前回ジャングルで40日間生き抜いて生還した姉弟の話をした。今回は海と空の危険な旅で生き抜いたサバイバーの話。サバイバーと言うとカッコいいが、実は密航者の話です。

から船の密航と言えば救命ボートにもぐりこむのが常道だったが最近はちがうようだ。先ごろカナリア諸島のラスパロマスに入港した大型タンカーに乗っていた四人の密航者がスペイン港湾当局者に拘束された。このタンカーは西アフリカのラゴスから、10日間の航海を経てラスパロマスに着いたもの。四人の密航者は舵柄の上に座っていた。舵の上は四人が横並びに腰かけるほどのスペースはあるが、波をかぶってもつかまる手すりはない。密航者たちは船の行き先も知らず食料持参でここに座り10日間のクルーズを過ごした。ここは波にさらわれる危険はあるが、航海中に船員に見つかることもない密航者の特等席だ。

提供資料 —
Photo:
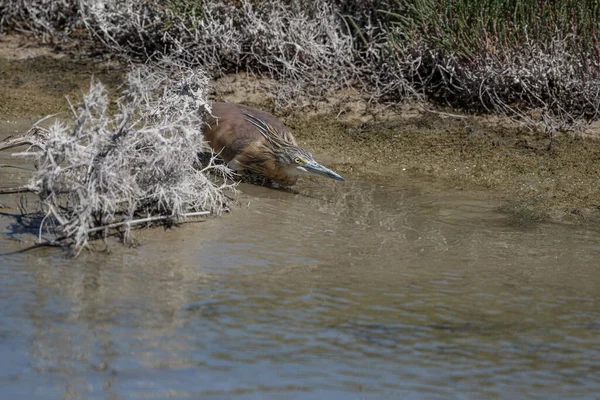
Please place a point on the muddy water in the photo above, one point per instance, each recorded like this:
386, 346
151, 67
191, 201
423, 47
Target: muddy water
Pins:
401, 289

設問 1 —
課題文をもとに、次の問いに答えよ。
(a) 前回の話で、姉弟はジャングルで何日間生き抜いたか。
(b) 大型タンカーはどこからラスパロマスに着いたか。
(c) 四人の密航者は船のどこに座っていたか。
設問 2 —
タンカーの密航者を扱った課題文の続きを、最後の文の後から書き進めよ。
資料は使わなくても解ける。

解答 1 —
(a) 40日間
(b) 西アフリカのラゴス
(c) 舵柄の上

解答 2 —
10日間という密航は短い方だが、もっと短期間で密航したい向きには空の密航がある。(有名なG社長がやった楽器箱に隠れてビジネスジェットに潜り込むテは費用がかかりすぎる)アフガニスタンやイラクの混乱時にしばしば見られた手段は大型輸送機の降着装置収納庫(車輪の格納空間)に潜り込む方法だ。降着装置は通常機首と胴体中央部左右の三〜五ヶ所にある。密航者は空港の見張りの眼をくぐり、出発直前に降着装置にもぐりこむのだ。しかし問題は二つある。①降着装置の中が狭い事。とても人間がひとりくつろげるスペースではない。タイヤを収容する機械は余分な物を容赦無く押しつぶすだろう。②超低温と希薄な酸素。ジェット旅客機や大型輸送機が飛ぶのは高度一万メートルの高度。気温は摂氏マイナス35度の世界で酸素も薄い。普通の人間にはとても耐えられない。そこを5〜8時間飛び続ける。(発見後に治療を受けて奇跡的に生還した密航者もあるけど)まあ、空の密航もおやめになった方がよろしいでしょうね。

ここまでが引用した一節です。